* [原文]

• • • • •

優勝は沖縄のAMICUS RS

嵐に襲われ、電力がダウンしてメインストリートが倒木でふさがれた村。避難所では緊急物資が届くのを待っている――。これが、国際的ロボットコンテスト「WRO(World Robot Olympiad)」のレギュラーカテゴリにおける2020年の小学生向け課題の設定だ。「電力の回復」「倒木を取り除く」「緊急物資の配達」の3つを、ロボットで行うのがミッションとなっている。

これらのミッションは、オブジェクトと呼ばれるブロックを動かすことで達成される。スピードもポイントとして加算されるため、正確かつ効率的なルート計算をしたうえで、オブジェクトを正確に識別し、適切に運搬できるようにプログラムもロボットの機体も工夫しなければならない。

• • • • •

* [提供データ]

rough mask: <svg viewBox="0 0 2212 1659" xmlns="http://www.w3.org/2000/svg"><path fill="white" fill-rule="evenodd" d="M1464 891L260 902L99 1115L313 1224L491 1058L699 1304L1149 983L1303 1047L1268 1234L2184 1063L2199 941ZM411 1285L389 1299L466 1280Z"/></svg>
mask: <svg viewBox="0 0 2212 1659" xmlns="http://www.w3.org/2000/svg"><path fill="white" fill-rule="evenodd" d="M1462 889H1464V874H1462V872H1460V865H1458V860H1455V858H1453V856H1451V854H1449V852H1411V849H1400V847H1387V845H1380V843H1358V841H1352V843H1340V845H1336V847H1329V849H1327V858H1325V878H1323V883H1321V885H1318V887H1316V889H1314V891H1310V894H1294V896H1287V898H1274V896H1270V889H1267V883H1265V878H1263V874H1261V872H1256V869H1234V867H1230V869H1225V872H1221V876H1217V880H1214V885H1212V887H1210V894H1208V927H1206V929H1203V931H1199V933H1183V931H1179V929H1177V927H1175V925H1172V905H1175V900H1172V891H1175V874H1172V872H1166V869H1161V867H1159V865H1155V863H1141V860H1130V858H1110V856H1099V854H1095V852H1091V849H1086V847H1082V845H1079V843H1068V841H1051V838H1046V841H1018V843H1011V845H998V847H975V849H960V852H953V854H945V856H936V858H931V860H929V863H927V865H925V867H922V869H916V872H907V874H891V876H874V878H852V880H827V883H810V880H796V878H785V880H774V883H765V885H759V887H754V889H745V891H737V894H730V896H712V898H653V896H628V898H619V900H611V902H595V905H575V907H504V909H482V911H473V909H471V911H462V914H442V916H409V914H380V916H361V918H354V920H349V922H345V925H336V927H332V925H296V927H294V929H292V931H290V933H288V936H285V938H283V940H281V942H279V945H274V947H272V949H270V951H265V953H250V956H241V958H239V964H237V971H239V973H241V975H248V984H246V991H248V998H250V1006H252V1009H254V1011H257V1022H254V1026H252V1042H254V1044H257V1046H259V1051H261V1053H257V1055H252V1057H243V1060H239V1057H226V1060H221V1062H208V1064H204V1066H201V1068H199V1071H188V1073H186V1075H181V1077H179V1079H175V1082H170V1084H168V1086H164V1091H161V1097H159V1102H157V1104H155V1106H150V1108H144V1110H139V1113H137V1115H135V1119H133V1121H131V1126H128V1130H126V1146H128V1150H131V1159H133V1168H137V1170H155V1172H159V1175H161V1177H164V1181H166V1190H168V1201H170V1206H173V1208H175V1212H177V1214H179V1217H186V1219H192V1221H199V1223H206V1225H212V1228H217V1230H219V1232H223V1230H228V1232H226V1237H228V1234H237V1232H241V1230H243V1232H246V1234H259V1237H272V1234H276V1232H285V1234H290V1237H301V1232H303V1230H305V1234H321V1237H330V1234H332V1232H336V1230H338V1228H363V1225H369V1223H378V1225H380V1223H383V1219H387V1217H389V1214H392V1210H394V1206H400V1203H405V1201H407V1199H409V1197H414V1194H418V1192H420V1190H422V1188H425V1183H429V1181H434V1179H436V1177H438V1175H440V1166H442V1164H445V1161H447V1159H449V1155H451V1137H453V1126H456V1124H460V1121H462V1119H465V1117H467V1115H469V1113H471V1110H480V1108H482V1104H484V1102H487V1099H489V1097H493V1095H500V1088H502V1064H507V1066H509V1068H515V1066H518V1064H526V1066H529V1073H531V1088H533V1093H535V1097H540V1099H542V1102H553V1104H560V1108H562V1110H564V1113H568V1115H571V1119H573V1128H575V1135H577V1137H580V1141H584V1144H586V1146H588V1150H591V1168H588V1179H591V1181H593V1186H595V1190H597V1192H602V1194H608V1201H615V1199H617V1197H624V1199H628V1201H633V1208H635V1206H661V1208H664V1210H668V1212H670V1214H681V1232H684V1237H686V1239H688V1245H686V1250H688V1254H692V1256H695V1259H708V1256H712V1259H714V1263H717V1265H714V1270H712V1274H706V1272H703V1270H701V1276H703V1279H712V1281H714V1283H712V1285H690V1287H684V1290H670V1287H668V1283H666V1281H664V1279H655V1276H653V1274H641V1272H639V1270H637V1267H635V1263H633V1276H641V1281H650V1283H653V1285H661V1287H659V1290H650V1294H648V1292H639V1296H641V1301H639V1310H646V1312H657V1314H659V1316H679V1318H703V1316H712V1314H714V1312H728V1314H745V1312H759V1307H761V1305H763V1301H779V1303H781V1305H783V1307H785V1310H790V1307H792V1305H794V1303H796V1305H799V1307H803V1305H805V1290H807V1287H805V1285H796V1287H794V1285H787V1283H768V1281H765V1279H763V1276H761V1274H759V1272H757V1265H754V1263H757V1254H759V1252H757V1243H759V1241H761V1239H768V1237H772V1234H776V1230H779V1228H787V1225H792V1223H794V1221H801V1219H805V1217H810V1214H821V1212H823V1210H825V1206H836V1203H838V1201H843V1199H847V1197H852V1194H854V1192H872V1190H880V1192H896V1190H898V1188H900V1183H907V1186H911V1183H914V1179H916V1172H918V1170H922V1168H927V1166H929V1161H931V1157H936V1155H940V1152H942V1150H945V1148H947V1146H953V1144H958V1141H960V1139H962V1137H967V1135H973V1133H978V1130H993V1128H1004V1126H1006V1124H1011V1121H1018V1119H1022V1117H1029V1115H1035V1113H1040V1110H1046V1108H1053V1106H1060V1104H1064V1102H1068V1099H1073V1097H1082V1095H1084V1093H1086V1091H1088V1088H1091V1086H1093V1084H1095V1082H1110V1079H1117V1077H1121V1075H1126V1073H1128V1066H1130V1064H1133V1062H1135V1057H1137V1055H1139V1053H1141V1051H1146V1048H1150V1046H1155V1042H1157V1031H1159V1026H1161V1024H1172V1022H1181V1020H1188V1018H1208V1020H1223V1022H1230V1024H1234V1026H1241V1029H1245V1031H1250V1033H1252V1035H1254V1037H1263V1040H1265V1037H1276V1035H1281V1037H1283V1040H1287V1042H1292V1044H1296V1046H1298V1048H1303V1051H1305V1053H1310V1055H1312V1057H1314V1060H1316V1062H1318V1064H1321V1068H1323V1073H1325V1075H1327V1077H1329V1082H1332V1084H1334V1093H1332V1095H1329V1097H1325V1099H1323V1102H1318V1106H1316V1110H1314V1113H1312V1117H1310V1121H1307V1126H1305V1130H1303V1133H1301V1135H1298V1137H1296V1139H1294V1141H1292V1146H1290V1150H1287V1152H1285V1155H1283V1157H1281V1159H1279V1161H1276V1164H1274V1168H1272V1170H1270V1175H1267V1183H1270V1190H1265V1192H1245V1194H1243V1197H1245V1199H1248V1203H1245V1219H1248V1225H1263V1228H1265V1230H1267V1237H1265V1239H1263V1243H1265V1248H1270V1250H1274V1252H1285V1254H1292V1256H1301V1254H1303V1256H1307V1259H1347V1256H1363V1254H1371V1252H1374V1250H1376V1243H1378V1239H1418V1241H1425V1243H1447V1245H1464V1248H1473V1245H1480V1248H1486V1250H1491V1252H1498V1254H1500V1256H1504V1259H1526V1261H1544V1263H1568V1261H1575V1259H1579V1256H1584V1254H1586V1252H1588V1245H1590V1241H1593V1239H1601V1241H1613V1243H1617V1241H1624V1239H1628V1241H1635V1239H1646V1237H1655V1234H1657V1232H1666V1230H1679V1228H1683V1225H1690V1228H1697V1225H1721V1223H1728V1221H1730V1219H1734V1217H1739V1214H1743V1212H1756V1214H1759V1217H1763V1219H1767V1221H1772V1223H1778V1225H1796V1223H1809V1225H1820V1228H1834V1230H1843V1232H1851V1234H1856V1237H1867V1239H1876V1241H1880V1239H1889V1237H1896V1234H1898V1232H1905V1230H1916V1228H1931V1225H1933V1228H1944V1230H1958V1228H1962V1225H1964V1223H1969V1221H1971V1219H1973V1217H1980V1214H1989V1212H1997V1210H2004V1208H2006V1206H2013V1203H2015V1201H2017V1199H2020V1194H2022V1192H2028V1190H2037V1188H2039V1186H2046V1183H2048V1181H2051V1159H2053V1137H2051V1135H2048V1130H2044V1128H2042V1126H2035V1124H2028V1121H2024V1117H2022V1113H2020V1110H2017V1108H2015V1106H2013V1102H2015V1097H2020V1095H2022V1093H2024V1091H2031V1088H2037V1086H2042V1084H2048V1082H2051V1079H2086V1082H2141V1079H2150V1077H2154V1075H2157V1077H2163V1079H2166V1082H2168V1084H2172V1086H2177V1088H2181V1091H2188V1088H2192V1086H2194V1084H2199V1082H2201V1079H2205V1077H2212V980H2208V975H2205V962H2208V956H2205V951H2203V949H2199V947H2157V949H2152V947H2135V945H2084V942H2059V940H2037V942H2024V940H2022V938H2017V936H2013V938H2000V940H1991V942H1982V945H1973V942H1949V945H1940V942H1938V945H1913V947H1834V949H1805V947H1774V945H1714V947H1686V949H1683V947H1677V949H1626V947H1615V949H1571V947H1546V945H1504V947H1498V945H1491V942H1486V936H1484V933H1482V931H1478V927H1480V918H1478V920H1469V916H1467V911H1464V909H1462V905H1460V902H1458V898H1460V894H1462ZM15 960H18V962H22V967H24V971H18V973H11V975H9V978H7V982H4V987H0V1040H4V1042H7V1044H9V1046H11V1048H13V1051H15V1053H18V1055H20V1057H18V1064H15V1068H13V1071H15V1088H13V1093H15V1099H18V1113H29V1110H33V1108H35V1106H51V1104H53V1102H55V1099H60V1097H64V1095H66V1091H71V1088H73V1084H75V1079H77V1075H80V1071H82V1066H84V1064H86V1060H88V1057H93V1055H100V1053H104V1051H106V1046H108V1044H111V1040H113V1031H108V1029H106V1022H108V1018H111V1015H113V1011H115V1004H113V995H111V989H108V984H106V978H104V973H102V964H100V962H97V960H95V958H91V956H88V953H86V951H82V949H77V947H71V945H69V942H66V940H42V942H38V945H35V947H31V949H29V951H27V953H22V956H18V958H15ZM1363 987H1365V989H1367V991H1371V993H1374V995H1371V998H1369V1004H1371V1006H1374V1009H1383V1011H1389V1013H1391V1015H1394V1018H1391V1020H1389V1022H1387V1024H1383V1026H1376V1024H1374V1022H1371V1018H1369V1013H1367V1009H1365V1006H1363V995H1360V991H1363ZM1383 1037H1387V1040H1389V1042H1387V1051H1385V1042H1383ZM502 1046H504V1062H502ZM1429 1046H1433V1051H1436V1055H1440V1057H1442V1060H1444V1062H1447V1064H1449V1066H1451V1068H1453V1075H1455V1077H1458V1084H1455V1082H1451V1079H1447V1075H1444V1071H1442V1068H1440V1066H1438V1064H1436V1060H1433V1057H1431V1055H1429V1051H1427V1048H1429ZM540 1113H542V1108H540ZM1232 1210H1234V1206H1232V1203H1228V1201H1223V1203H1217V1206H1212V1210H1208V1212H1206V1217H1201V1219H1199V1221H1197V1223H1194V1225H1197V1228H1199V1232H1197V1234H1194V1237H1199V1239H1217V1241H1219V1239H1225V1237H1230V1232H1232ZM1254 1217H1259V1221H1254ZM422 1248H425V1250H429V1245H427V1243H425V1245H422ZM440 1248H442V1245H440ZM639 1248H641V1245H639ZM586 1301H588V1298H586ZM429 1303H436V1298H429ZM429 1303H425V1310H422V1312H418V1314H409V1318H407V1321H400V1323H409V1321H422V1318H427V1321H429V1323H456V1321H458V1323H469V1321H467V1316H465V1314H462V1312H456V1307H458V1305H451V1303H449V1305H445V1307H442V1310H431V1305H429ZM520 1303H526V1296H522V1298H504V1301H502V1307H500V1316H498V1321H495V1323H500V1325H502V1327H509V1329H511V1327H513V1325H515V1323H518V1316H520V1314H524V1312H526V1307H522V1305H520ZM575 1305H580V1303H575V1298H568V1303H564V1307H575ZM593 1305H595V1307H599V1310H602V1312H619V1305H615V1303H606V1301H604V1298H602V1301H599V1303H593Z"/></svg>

• • • • •

* [設問]
1 – 原文に挙げられているミッションをすべて書き出してください。
2 – 原文のうち、「優勝は沖縄のAMICUS RS」で始まり「体も工夫しなければならない。」まで続く部分を、一字も変えずに引用すること。

* [各設問の解答]
1 –
・電力の回復
・倒木を取り除く
・緊急物資の配達

2 –
優勝は沖縄のAMICUS RS

嵐に襲われ、電力がダウンしてメインストリートが倒木でふさがれた村。避難所では緊急物資が届くのを待っている――。これが、国際的ロボットコンテスト「WRO(World Robot Olympiad)」のレギュラーカテゴリにおける2020年の小学生向け課題の設定だ。「電力の回復」「倒木を取り除く」「緊急物資の配達」の3つを、ロボットで行うのがミッションとなっている。

これらのミッションは、オブジェクトと呼ばれるブロックを動かすことで達成される。スピードもポイントとして加算されるため、正確かつ効率的なルート計算をしたうえで、オブジェクトを正確に識別し、適切に運搬できるようにプログラムもロボットの機体も工夫しなければならない。